BRANO DA LEGGERE =
La colata si è originata a causa di un temporale violento con tuoni e fulmini (ben visibili da Bardonecchia) che per circa due ore (tra le 20 e le 22 circa) ha scaricato un rilevante quantitativo di pioggia sull’alto bacino idrografico a quote superiori ai 2.500 m presso il confine con la Francia. Purtroppo non abbiamo valori di precipitazione a causa della mancanza di strumentazione in quota. Mentre lungo le creste si concentrava una pioggia continua, in paese non pioveva. Questa è una delle situazioni più pericolose per fenomeni di questo tipo in quanto non piovendo a valle, la popolazione ha continuato le proprie passeggiate per Bardonecchia ignara del fatto che in quota si stesse originando la colata detritica. Bardonecchia è un centro abitato che conta 3.000 abitanti che si decuplicano in estate: che la sera del 13 agosto non vi siano state vittime è stato un vero miracolo. Le persone, infatti, non hanno avuto alcuna percezione del pericolo imminente: i filmati ci mostrano molta gente nel paese che guarda e filma dagli argini con stupore il passaggio della colata senza minimamente preoccuparsi del fatto che una pulsazione possa improvvisamente esondare e quindi coinvolgerla. Voglio sottolineare che, nonostante temporali forti in serata sulle Alpi occidentali fossero previsti, era pressoché impossibile prevedere nelle ore precedenti che una colata detritica si sarebbe innescata proprio lungo l’alveo del T. Frejus, e non ad esempio nella valle adiacente.

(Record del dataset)

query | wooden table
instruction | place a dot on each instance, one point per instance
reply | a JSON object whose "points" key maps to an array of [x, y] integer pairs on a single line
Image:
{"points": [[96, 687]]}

COSA SI CHIEDE =
a: Aggiorna i record del dataset riportati sopra sostituendo "wooden table" con "oak table". Riscrivili per intero lasciando invariato tutto il resto.
b: Prosegui il brano sulla colata detritica del T. Frejus a partire dalla sua ultima frase.

RISULTATI PER COMPITO =
a:
query | oak table
instruction | place a dot on each instance, one point per instance
reply | a JSON object whose "points" key maps to an array of [x, y] integer pairs on a single line
Image:
{"points": [[96, 687]]}

b:
Tanti si sono stupiti del fenomeno, ma bisogna ricordare che ciò che è avvenuto a Bardonecchia è un tipico fenomeno estivo che accade nelle zone montane: in Italia abbiamo migliaia di centri abitati ubicati sui conoidi e quindi attraversati da torrenti più o meno pericolosi. La conca di Bardonecchia è storicamente molto esposta a questa categoria di processi torrentizi, tipicamente in estate quando le precipitazioni avvengono in forma liquida anche ad alta quota. Si hanno notizie di colate detritiche addirittura del 20 giugno 1734 o dell’agosto 1865. A partire dall’inizio del XX secolo, vi sono documenti storici che descrivono un evento del luglio 1914, uno del settembre 1920, dell’agosto 1934, del settembre 1947, poi ancora del 1949, 1951, 1954, 1955, 1957, agosto 1997, agosto 2004, luglio 2006, mentre l’ultimo grave in ordine di tempo fu del 7 agosto 2009 (che fu però meno dannoso di quello di ieri). Insomma, il torrente con una certa frequenza (in media ogni 7-8 anni) si manifesta con una colata detritica.
Gli eventi antecedenti il boom economico colpivano però una Bardonecchia avente un’area abbastanza limitata, ancora molto legata al nucleo storico. Ma a partire dalla metà degli anni ’50, Bardonecchia si espanse in maniera incontrollata occupando anno dopo anno praticamente tutti i conoidi alluvionali formati dai 4 torrenti che si uniscono nell’abitato. Casette singole ed edifici di 5-6 piani sono stati edificati con continuità per decenni, lasciando sempre meno spazio ai corsi d’acqua. Capite benissimo che è stata una follia quella di costringere un torrente come il Frejus, avente un’area di ben 22 km2, ad attraversare il paese in un canale artificiale della larghezza massima di 13-14 m. La colata in un alveo modello “pista da bob” può raggiungere velocità notevoli dell’ordine dei 8-10 m/s: di conseguenza la sua forza d’impatto è enorme e si è potuto vedere chiaramente domenica sera.
Bisogna però sottolineare che la mappa della pericolosità del PAI di Bardonecchia, dal 2010 segnala chiaramente il pericolo nelle zone abitate colpite l’altra sera. Quindi le conoscenze ci sono, gli studi sono stati ben eseguiti. Sarebbe una buona cosa a questo punto se la popolazione, soprattutto i turisti, fosse adeguatamente informata del rischio esistente nel periodo estivo: forse essi avrebbero evitato di soffermarsi a guardare il treno in corsa.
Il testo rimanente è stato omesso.